┏━━

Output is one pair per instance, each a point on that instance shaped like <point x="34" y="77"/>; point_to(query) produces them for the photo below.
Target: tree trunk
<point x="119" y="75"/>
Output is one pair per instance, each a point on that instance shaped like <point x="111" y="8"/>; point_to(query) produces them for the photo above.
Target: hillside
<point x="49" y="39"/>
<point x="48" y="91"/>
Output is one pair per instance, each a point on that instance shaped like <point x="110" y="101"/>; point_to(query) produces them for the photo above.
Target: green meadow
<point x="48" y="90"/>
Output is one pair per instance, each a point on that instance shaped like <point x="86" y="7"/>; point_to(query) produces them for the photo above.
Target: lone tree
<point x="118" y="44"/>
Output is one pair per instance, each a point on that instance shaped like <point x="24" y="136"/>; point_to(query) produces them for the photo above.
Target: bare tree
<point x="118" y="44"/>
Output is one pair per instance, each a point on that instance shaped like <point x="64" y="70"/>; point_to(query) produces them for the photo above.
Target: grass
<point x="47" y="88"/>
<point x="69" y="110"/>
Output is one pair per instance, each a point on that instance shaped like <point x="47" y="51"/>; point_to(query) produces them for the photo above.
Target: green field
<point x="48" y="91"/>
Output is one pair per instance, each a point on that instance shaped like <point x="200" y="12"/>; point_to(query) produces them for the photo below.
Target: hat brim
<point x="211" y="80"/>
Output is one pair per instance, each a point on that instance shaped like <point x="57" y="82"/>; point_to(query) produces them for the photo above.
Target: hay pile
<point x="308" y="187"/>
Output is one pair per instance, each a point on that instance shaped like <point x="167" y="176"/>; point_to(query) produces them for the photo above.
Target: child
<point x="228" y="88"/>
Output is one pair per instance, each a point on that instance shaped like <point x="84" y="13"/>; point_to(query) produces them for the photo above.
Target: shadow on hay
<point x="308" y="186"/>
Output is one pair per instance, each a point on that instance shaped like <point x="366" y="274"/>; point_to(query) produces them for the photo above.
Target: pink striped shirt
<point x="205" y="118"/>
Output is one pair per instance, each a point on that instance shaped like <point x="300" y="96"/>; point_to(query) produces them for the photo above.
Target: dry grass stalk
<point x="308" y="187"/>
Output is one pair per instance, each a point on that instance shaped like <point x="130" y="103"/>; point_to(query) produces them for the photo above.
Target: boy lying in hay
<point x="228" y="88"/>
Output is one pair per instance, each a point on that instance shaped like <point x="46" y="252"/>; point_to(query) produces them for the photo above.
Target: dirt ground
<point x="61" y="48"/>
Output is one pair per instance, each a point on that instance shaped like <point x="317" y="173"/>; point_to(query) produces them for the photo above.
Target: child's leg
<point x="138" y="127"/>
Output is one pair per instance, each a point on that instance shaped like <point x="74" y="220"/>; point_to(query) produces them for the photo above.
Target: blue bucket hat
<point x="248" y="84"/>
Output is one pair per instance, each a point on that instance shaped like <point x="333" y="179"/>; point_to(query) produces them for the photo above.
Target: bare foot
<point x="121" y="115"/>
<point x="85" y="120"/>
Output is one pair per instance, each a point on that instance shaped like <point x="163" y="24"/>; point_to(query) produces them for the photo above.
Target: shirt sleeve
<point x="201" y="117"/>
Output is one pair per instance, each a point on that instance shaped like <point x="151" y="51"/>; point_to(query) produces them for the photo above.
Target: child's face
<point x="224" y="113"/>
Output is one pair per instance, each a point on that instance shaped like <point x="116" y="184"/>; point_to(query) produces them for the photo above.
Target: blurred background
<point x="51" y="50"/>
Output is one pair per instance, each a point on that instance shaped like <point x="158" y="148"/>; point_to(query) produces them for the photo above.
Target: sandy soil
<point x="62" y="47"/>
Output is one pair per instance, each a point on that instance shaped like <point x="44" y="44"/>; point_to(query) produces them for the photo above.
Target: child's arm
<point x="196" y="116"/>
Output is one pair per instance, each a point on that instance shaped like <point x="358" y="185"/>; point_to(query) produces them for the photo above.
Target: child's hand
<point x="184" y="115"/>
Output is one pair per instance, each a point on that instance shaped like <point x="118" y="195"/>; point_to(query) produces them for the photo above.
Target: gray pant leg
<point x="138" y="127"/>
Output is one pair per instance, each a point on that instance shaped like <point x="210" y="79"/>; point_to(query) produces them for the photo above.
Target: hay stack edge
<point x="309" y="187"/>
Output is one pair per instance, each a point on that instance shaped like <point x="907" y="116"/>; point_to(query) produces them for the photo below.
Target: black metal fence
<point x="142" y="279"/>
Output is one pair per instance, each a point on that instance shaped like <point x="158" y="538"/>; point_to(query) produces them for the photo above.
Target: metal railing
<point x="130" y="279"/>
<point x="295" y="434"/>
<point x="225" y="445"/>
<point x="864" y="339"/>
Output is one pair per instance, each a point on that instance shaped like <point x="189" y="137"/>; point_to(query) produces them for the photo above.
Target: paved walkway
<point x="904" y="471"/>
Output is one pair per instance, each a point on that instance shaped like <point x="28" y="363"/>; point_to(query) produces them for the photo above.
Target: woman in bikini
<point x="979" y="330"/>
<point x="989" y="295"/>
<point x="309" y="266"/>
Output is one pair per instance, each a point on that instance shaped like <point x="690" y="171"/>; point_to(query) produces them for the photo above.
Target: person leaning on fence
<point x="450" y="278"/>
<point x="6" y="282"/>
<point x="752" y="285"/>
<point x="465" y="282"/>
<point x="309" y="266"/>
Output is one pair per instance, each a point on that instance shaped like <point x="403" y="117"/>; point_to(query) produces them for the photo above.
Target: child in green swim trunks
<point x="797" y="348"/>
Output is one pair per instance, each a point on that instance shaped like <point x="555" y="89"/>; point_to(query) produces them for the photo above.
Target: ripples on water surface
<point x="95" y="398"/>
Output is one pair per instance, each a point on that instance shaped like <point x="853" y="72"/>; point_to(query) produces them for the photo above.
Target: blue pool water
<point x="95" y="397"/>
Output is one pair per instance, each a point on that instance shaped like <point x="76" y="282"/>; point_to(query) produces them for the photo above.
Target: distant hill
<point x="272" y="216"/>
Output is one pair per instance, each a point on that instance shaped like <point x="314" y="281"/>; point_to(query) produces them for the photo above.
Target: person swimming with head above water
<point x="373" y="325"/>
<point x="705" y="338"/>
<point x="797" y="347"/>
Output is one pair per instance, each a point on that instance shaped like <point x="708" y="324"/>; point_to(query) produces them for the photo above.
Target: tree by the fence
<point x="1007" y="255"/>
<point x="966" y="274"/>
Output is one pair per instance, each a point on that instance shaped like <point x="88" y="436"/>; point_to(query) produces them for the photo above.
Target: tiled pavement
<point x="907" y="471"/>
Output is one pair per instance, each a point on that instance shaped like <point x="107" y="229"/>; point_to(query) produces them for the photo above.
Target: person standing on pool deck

┗━━

Goal: Copy out each record exactly as given, omitting none.

Result:
Output is one pair per instance, each a point on that instance shaped like <point x="34" y="77"/>; point_to(query) produces them for the photo below.
Target: tree trunk
<point x="119" y="75"/>
Output is one pair per instance, each a point on that instance shaped like <point x="111" y="8"/>; point_to(query) produces them for the photo above.
Target: hillside
<point x="49" y="39"/>
<point x="48" y="91"/>
Output is one pair per instance, each a point on that instance shaped like <point x="110" y="101"/>; point_to(query) produces them for the photo above.
Target: green meadow
<point x="48" y="90"/>
Output is one pair per instance, each a point on that instance shaped like <point x="86" y="7"/>; point_to(query) produces them for the photo above.
Target: lone tree
<point x="118" y="44"/>
Output is one pair per instance, each a point on that instance shaped like <point x="24" y="136"/>; point_to(query) produces them for the photo above.
Target: bare tree
<point x="118" y="44"/>
Output is one pair per instance, each a point on that instance shaped like <point x="64" y="70"/>; point_to(query) produces them for the photo above.
Target: grass
<point x="47" y="88"/>
<point x="69" y="110"/>
Output is one pair per instance, each a point on that instance shaped like <point x="47" y="51"/>; point_to(query) produces them for the photo above.
Target: green field
<point x="48" y="91"/>
Output is one pair per instance, each a point on that instance shaped like <point x="200" y="12"/>; point_to(query) produces them for the photo below.
Target: hat brim
<point x="211" y="80"/>
Output is one pair per instance, each a point on that instance shaped like <point x="57" y="82"/>; point_to(query) produces them for the photo above.
Target: hay pile
<point x="308" y="187"/>
Output is one pair per instance, each a point on that instance shaped like <point x="167" y="176"/>; point_to(query) produces them for the photo above.
Target: child
<point x="228" y="88"/>
Output is one pair per instance, each a point on that instance shaped like <point x="84" y="13"/>; point_to(query) produces them for the photo above.
Target: shadow on hay
<point x="308" y="186"/>
Output is one pair per instance, each a point on that instance shaped like <point x="366" y="274"/>; point_to(query) produces them for the photo above.
Target: pink striped shirt
<point x="205" y="118"/>
Output is one pair per instance, each a point on that instance shaped like <point x="300" y="96"/>; point_to(query) produces them for the photo above.
Target: dry grass stalk
<point x="308" y="187"/>
Output is one pair per instance, each a point on that instance shaped like <point x="130" y="103"/>; point_to(query) produces them for the photo above.
Target: boy lying in hay
<point x="228" y="88"/>
Output is one pair per instance, each a point on that instance shaped like <point x="46" y="252"/>; point_to(query) produces them for the photo above.
Target: dirt ground
<point x="61" y="48"/>
Output is one pair per instance, each a point on that instance shaped like <point x="317" y="173"/>; point_to(query) produces them for the photo above.
Target: child's leg
<point x="138" y="127"/>
Output is one pair per instance, each a point on that instance shaped like <point x="74" y="220"/>; point_to(query) produces them for the photo above.
Target: blue bucket hat
<point x="248" y="84"/>
Output is one pair per instance, each a point on that instance shaped like <point x="333" y="179"/>; point_to(query) produces them for the photo above.
Target: bare foot
<point x="121" y="115"/>
<point x="85" y="120"/>
Output is one pair per instance, each a point on that instance shaped like <point x="163" y="24"/>; point_to(query) produces them for the photo above.
Target: shirt sleeve
<point x="201" y="117"/>
Output is one pair per instance, each a point on that instance shaped like <point x="151" y="51"/>; point_to(query) produces them for the photo above.
Target: child's face
<point x="224" y="113"/>
Output is one pair per instance, each a point on that instance shaped like <point x="116" y="184"/>; point_to(query) produces them for the photo above.
Target: blurred background
<point x="51" y="50"/>
Output is one pair per instance, each a point on that instance shaped like <point x="158" y="148"/>; point_to(query) produces them for the photo above.
Target: sandy soil
<point x="62" y="47"/>
Output is one pair per instance, each a point on that instance shaped like <point x="44" y="44"/>; point_to(query) produces them for the photo above.
Target: child's arm
<point x="196" y="116"/>
Output is one pair per instance, each a point on that instance shaped like <point x="358" y="185"/>; point_to(query) produces them for the photo above.
Target: child's hand
<point x="184" y="115"/>
Output is one pair per instance, each a point on that instance shaped like <point x="118" y="195"/>; point_to(query) produces them for the photo above.
Target: gray pant leg
<point x="138" y="127"/>
Output is one pair per instance, each a point on that instance shaped like <point x="210" y="79"/>; point_to(query) produces them for the photo above.
Target: hay stack edge
<point x="309" y="187"/>
Output is one pair per instance, each a point on that instance shaped like <point x="907" y="116"/>; point_to(query) produces them for the photo below.
Target: black metal fence
<point x="142" y="279"/>
Output is one pair per instance, each a point on that instance shaped like <point x="158" y="538"/>; point_to(query) produces them for the photo above.
Target: metal railing
<point x="130" y="279"/>
<point x="295" y="434"/>
<point x="225" y="445"/>
<point x="864" y="339"/>
Output is one pair per instance, each a point on that instance shaped like <point x="189" y="137"/>; point_to(query) produces them for the photo above.
Target: paved walkway
<point x="904" y="471"/>
Output is one pair per instance, each a point on that instance shaped like <point x="28" y="363"/>; point_to(query) produces them for the photo above.
Target: woman in bikini
<point x="979" y="330"/>
<point x="989" y="295"/>
<point x="309" y="266"/>
Output is one pair per instance, each a point on that instance shaped like <point x="690" y="171"/>; point_to(query) produces them for the photo above.
Target: person leaning on fence
<point x="450" y="278"/>
<point x="6" y="282"/>
<point x="752" y="285"/>
<point x="465" y="282"/>
<point x="309" y="266"/>
Output is one pair per instance, each a point on that instance shaped like <point x="403" y="117"/>; point_to(query) produces them for the photo above.
Target: child in green swim trunks
<point x="797" y="348"/>
Output is one pair per instance, each a point on that instance shaped like <point x="555" y="89"/>; point_to(query) produces them for the photo above.
Target: ripples on water surface
<point x="95" y="398"/>
Output is one pair per instance, each a point on that instance shaped like <point x="853" y="72"/>; point_to(query) produces them for the photo above.
Target: blue pool water
<point x="95" y="397"/>
Output is one pair per instance, each a point on that instance shaped like <point x="76" y="282"/>; point_to(query) produces them for the photo above.
Target: distant hill
<point x="272" y="216"/>
Output is one pair per instance, each a point on that instance shaped like <point x="314" y="281"/>; point_to(query) produces them for the photo above.
Target: person swimming with head above water
<point x="373" y="325"/>
<point x="705" y="338"/>
<point x="797" y="347"/>
Output is one pair per instance, each a point on that instance shaped like <point x="708" y="324"/>; point_to(query) produces them for the photo above.
Target: tree by the fence
<point x="1007" y="255"/>
<point x="966" y="274"/>
Output is one pair per instance, each a point on that instance shaped like <point x="88" y="436"/>; point_to(query) produces them for the photo above.
Target: tiled pavement
<point x="907" y="471"/>
Output is one pair per instance, each a point on that instance shaped like <point x="107" y="229"/>; point_to(query) produces them for the photo above.
Target: person standing on pool deck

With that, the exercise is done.